Task statement –
Can you write out every row starting at the one that contains "The service MUST place one dot on the sign" and ending at the one that contains "x=792, y=155", both included, with each x and y coordinate moved up by 35?

The input –
•••••

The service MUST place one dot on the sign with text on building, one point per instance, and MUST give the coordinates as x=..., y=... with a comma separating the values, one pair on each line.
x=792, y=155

•••••

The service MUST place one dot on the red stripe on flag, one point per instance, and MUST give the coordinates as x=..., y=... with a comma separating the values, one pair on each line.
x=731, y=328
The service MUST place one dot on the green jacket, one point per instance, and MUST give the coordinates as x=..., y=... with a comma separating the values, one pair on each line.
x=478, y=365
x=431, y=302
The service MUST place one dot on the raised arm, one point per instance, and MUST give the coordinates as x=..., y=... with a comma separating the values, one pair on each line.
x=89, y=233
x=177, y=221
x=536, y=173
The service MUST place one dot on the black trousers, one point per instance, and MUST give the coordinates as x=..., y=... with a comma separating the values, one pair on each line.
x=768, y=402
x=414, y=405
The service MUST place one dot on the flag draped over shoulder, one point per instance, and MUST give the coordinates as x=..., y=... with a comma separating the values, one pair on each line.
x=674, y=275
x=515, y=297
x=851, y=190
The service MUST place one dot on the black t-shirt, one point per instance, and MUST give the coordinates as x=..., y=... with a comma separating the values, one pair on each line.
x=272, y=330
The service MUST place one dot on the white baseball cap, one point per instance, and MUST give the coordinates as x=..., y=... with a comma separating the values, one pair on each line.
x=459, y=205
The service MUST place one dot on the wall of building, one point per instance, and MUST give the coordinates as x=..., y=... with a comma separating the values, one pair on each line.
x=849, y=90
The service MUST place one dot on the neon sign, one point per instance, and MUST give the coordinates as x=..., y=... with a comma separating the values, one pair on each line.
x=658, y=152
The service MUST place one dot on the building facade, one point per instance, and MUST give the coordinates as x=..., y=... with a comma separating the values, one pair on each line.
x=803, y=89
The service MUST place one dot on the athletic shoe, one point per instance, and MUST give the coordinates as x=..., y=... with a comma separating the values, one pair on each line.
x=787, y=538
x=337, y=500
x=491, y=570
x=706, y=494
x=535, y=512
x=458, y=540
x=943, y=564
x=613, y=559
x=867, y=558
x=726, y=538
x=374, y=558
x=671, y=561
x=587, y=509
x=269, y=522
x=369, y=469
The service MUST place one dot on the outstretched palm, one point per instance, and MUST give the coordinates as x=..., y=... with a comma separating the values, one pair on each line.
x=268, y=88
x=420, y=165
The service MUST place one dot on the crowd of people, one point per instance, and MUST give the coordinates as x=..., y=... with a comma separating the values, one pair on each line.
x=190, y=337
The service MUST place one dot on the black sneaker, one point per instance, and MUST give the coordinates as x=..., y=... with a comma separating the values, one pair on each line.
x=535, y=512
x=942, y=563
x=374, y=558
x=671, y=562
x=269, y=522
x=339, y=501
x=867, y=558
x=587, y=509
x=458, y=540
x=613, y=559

•••••

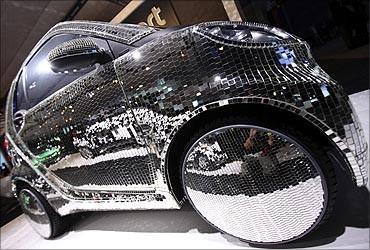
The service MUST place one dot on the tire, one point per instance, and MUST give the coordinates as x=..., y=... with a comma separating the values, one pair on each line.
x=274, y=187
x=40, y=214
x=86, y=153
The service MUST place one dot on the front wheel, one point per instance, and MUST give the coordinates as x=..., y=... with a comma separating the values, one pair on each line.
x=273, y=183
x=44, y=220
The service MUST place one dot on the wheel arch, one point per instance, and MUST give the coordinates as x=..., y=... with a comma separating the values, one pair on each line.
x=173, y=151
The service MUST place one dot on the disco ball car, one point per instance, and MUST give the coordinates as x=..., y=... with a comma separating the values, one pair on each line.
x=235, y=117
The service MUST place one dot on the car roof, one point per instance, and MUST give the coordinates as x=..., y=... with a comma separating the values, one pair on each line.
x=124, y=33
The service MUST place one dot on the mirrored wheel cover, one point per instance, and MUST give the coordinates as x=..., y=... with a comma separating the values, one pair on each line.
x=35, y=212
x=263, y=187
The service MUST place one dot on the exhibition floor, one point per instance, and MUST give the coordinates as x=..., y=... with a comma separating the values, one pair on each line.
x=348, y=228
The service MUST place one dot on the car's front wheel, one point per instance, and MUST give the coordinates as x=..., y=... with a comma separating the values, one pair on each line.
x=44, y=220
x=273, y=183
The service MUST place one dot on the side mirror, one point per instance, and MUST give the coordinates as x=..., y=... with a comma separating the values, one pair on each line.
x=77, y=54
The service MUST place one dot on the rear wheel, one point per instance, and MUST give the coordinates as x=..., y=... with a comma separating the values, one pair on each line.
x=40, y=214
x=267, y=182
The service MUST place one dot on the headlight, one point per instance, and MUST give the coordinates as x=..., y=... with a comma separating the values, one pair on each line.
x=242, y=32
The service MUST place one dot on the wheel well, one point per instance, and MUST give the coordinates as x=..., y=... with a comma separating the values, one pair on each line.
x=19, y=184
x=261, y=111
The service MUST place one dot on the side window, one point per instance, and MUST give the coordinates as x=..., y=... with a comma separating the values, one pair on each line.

•••••

Solved problem –
The service MUST place one dot on the sign with text on building, one point per instance, and MUST give the coordinates as x=..., y=... with a comma separating the values, one pair on each line.
x=827, y=190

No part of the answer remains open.